On Apr. 28 the Supreme Court of Vietnam sentenced Oanh to stand before a firing squad for smuggling one billion dong (62,500 U.S. dollars) worth of heroin from the mountainous border province of Hoa Binh to the capital, Hanoi.
Five months later, however, Nguyen Hong Bach, another lawyer at Pham Hong Hai & Associates, informed the court that Oanh was pregnant and asked to have her death sentence reconsidered.
Doctors confirmed on Sep. 25 that Oanh, who was being held in solitary confinement, was 11 weeks pregnant. At that time, her husband was serving a jail sentence at another prison in another province for heroin smuggling.
The case, seen as unique in Vietnam, has stirred the public's attention. Hai hinted of "the possibility that she was raped." Others suspect a Machiavellian scheme on Oanh's part, saying she created life to avoid death, and that she bribed the guards.

Stated exercise a.
Copy the entries word for word, beginning at the line that has "Identify the beige" and ending with the last line of the entries. Leave the pictures out of your copy.

Object location annotation data.
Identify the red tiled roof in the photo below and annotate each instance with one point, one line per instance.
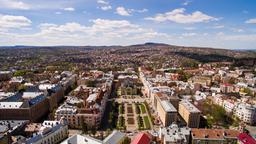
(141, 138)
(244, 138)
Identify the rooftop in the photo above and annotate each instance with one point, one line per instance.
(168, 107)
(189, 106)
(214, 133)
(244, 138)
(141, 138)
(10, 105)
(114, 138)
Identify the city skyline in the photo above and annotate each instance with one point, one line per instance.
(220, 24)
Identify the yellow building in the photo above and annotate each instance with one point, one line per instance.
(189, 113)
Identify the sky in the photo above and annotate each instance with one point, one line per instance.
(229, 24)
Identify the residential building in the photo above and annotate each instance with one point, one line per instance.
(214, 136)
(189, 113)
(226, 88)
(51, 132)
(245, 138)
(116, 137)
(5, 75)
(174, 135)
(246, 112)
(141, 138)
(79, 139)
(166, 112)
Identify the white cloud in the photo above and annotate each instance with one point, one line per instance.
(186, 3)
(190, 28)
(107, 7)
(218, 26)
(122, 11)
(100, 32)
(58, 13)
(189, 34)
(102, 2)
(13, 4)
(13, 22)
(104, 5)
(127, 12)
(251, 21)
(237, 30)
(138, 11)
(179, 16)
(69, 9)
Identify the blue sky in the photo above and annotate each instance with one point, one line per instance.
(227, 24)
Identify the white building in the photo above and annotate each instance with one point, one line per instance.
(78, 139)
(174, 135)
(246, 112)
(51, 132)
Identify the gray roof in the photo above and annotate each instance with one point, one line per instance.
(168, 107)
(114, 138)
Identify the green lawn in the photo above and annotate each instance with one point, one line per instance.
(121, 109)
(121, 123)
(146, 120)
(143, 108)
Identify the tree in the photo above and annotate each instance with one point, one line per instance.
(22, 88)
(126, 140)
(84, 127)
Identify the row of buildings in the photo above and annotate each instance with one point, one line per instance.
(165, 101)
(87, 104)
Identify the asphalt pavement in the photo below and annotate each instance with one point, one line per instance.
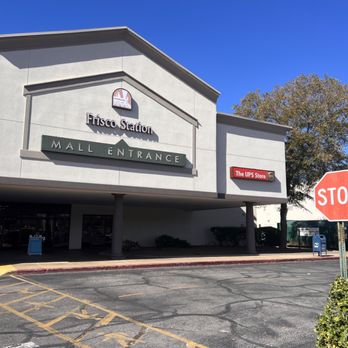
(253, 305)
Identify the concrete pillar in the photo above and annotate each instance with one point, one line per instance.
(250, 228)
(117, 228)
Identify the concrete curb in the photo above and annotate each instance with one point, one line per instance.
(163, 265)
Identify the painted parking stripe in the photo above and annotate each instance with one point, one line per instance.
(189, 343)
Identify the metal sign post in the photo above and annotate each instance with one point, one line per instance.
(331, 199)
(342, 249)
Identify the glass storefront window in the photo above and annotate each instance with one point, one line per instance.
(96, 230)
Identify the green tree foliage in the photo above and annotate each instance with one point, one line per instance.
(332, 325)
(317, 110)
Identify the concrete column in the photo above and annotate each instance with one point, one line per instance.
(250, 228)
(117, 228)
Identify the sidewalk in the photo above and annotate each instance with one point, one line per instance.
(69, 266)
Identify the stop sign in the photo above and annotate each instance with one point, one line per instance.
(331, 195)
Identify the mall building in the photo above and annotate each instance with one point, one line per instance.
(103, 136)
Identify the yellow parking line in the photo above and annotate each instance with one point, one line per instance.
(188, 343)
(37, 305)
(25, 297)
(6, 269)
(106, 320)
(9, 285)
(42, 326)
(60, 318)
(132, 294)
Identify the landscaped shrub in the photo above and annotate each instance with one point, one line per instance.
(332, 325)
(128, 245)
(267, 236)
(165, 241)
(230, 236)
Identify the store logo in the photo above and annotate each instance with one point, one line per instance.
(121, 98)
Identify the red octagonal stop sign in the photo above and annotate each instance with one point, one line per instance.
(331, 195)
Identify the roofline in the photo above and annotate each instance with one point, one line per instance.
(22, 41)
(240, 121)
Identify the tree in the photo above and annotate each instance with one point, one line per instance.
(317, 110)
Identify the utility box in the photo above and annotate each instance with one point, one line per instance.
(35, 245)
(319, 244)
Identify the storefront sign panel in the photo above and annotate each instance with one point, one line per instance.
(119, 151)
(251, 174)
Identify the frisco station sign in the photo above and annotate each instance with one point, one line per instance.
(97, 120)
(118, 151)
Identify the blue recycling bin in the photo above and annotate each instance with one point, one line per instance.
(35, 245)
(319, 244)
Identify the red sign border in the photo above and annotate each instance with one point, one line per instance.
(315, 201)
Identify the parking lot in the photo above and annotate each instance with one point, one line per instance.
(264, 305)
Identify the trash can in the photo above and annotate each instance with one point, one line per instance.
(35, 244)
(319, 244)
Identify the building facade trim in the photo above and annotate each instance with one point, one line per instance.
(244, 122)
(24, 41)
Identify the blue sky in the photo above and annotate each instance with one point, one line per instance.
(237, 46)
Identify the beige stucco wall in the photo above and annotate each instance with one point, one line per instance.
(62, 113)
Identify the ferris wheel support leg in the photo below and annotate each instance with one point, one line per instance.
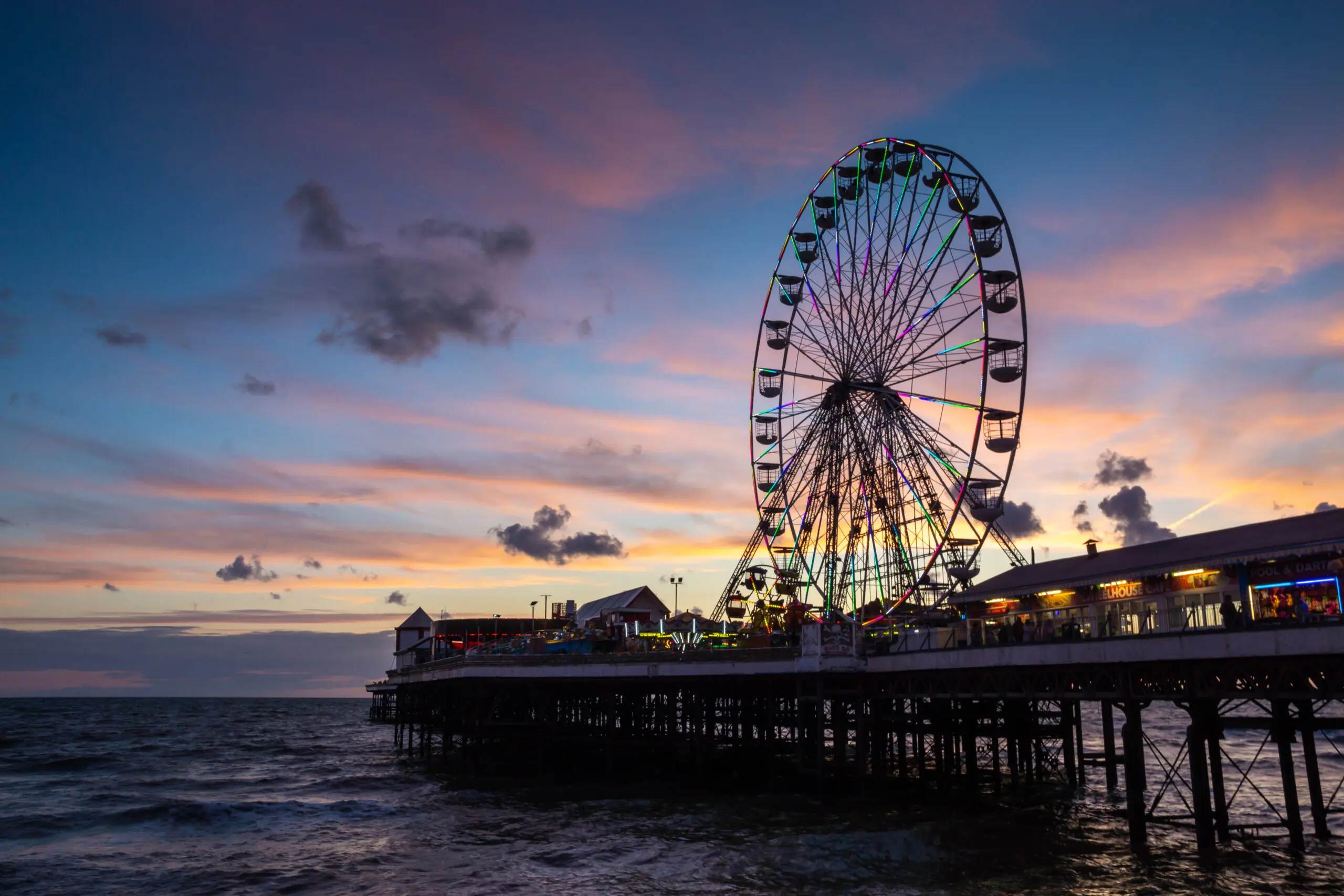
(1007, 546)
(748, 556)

Stated exercise b.
Name every place mentioned in the news excerpt about Oanh's death sentence.

Finished answer a.
Identify the beige stucco wall in the photo above and annotate each instance with one point, one line per instance.
(62, 113)
Identify the ferris wheel support leg in the photo below and annotate each instance with one point, one line per instance.
(1007, 546)
(748, 556)

Finished answer b.
Vietnam, Hoa Binh, Hanoi